WHAT THE TASK ASKS -
Copy out the listing lines below, beginning at the line that contains "Target = manikin bare torso" and stopping after the line that contains "x=543 y=874", keeping every character unchanged.

* START RECORDS TO PROCESS *

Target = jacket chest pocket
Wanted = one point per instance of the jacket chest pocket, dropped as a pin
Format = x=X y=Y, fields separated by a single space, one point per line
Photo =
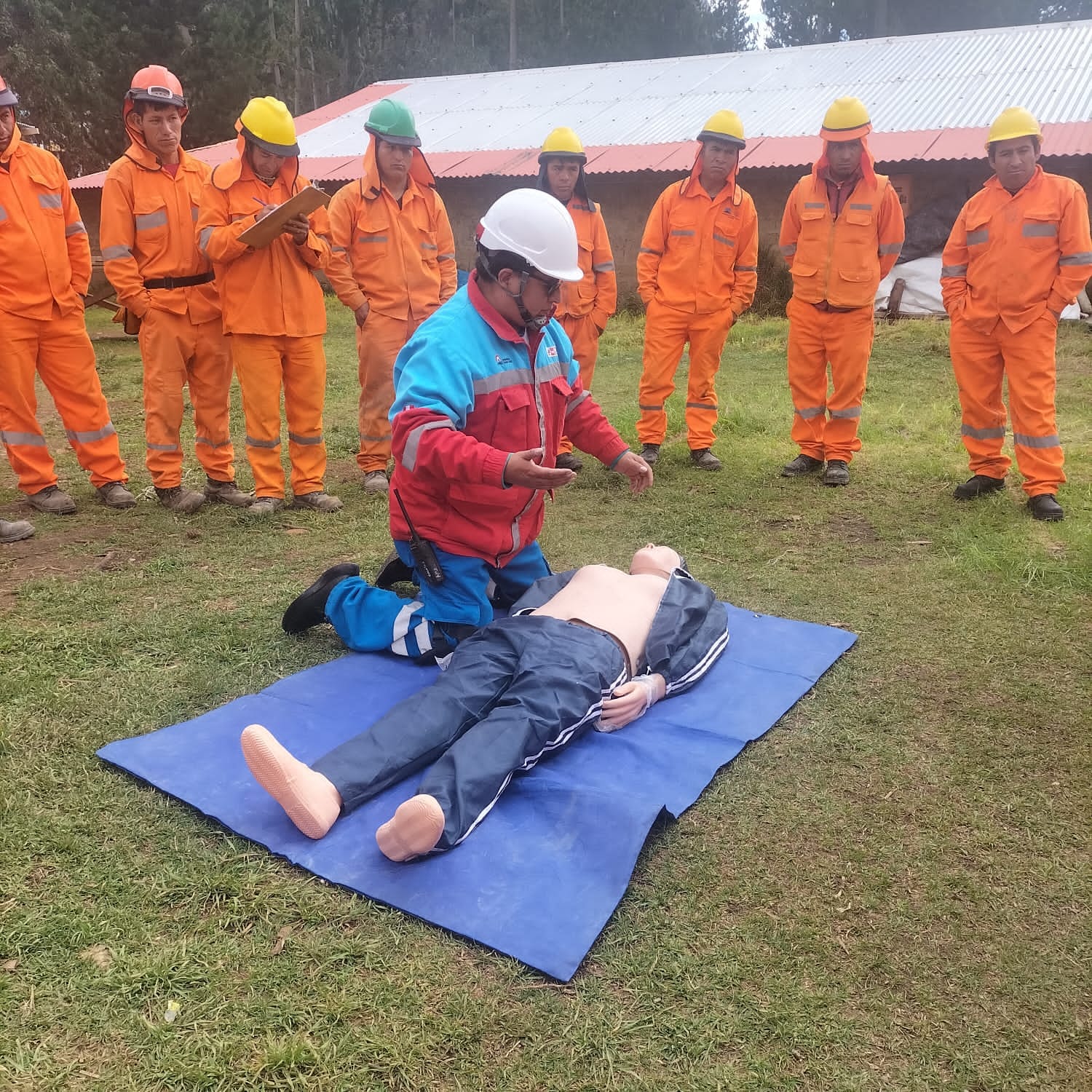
x=1040 y=231
x=150 y=223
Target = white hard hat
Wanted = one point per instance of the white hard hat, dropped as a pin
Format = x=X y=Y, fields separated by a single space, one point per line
x=535 y=226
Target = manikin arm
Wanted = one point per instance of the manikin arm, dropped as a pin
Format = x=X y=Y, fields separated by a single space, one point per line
x=631 y=700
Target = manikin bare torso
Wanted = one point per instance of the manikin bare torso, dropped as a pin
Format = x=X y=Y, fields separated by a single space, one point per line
x=624 y=604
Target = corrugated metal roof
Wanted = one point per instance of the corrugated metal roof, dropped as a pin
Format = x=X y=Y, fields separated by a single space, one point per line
x=930 y=96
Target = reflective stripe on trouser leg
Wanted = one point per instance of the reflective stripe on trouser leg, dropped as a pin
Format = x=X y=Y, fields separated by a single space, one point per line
x=1031 y=371
x=849 y=339
x=807 y=377
x=978 y=368
x=67 y=366
x=166 y=343
x=708 y=334
x=22 y=436
x=585 y=349
x=665 y=334
x=305 y=391
x=258 y=364
x=378 y=342
x=210 y=378
x=555 y=678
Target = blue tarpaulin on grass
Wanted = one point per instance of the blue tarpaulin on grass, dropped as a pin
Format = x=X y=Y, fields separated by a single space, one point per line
x=543 y=874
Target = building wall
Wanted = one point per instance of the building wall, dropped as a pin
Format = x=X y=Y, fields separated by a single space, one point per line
x=628 y=198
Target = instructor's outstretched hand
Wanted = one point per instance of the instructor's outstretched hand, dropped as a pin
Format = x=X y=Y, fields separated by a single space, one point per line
x=637 y=470
x=524 y=469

* END RECORDS TO PROCESS *

RESPONSE TO THIS TASK -
Target = manikin bare torso
Wanted = one point per instance of the manikin bare torso, dropped as a pin
Format = x=X y=Y, fields separated by a single space, one point per line
x=624 y=604
Target = corrugated metal roof
Wanted = one point per instance of the corrugated metal roof, dropped as a pin
Format = x=X y=Y, fields separated by a single space, one point per line
x=930 y=96
Target = reflective stripe on trouser leg
Wanted = one point per instance of the reflective stripe on trouser leg, dropped as a pin
Format = x=X y=Y, fields separated by a single space, one point per line
x=1031 y=371
x=849 y=339
x=807 y=377
x=978 y=368
x=67 y=366
x=166 y=343
x=708 y=334
x=22 y=436
x=585 y=349
x=665 y=334
x=305 y=391
x=258 y=364
x=378 y=342
x=210 y=378
x=555 y=678
Target = blue tarpaulin on grass
Wanted = one point per instance of the blue tarpaulin on grass, dropped as a pin
Format = x=X y=Y, fields separated by a single space, one point per line
x=543 y=874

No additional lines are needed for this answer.